Problem details ->
Print the records again verbatim, from the line containing "desk. For each one, return a bounding box." through the line containing "[0,93,87,130]", inclusive.

***** Rows *****

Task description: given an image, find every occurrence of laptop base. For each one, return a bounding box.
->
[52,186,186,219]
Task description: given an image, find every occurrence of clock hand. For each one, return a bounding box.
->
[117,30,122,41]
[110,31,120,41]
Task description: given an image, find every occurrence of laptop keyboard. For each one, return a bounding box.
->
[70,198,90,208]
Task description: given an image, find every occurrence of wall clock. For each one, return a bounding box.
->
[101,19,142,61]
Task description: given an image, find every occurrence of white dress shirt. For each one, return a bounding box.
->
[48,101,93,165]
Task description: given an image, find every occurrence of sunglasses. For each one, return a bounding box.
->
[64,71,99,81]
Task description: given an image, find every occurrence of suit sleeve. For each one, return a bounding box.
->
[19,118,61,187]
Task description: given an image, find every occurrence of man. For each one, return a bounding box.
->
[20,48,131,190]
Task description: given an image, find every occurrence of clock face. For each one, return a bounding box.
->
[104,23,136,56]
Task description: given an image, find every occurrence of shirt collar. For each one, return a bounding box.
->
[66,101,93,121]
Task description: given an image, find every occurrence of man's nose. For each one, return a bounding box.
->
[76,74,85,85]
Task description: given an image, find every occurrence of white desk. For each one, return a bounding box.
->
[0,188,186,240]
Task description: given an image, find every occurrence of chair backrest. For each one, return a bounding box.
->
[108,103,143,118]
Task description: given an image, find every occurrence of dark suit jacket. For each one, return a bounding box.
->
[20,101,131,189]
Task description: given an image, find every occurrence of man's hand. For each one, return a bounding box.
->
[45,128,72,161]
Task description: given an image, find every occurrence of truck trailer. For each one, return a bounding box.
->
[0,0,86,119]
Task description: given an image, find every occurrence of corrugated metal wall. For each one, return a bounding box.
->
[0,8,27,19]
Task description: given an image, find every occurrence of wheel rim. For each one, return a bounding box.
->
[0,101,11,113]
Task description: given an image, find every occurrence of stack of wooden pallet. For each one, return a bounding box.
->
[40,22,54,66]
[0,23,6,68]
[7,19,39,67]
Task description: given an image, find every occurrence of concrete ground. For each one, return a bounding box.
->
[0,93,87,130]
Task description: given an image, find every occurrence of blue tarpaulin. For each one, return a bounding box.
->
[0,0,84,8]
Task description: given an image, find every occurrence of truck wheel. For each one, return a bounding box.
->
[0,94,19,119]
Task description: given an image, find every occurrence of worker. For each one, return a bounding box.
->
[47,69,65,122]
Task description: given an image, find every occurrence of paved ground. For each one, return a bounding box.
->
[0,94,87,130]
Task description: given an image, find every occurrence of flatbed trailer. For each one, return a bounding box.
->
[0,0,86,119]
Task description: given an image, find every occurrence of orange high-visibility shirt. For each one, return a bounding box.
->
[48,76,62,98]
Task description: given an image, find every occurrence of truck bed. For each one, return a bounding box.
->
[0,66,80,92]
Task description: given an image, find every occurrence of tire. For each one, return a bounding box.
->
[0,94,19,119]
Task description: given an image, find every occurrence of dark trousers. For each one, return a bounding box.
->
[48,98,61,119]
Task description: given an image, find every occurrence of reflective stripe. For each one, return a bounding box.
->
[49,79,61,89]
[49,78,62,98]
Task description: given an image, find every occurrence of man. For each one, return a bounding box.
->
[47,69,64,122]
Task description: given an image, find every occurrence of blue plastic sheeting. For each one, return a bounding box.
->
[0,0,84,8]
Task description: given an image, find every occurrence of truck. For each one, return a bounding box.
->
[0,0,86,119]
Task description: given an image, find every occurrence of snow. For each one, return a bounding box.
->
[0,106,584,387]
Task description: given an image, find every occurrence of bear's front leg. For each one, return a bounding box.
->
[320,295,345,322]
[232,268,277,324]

*****

Expected answer ->
Task description: given an image, find every occurrence of white desk. For each one, return a bounding box.
->
[0,188,186,240]
Task description: given an image, find every occurrence of chair backrest. For each one, return a bounding box.
->
[108,103,143,118]
Task description: given an image, find every occurrence of dark suit jacket. For each one, return a bounding box.
->
[20,101,131,189]
Task description: given an image, find every occurrence of man's hand. For each one, return a bounding box.
->
[45,128,72,161]
Task description: given an image, find every occurrence of truck trailer. For each one, return a bounding box.
->
[0,0,86,119]
Task description: given an image, find every occurrence of corrugated metal wall. For each one, return a bounding box.
->
[0,8,27,19]
Task description: given an image, find every occurrence of wheel rim. For each one, return a bounding box.
->
[0,101,11,113]
Task description: given an image, find every occurrence of stack of wooden pallet. For each one, return a bounding box.
->
[40,22,54,66]
[0,23,6,68]
[7,19,39,67]
Task description: given an image, find every occurrence of concrete ground. For each one, return a bounding box.
->
[0,93,87,130]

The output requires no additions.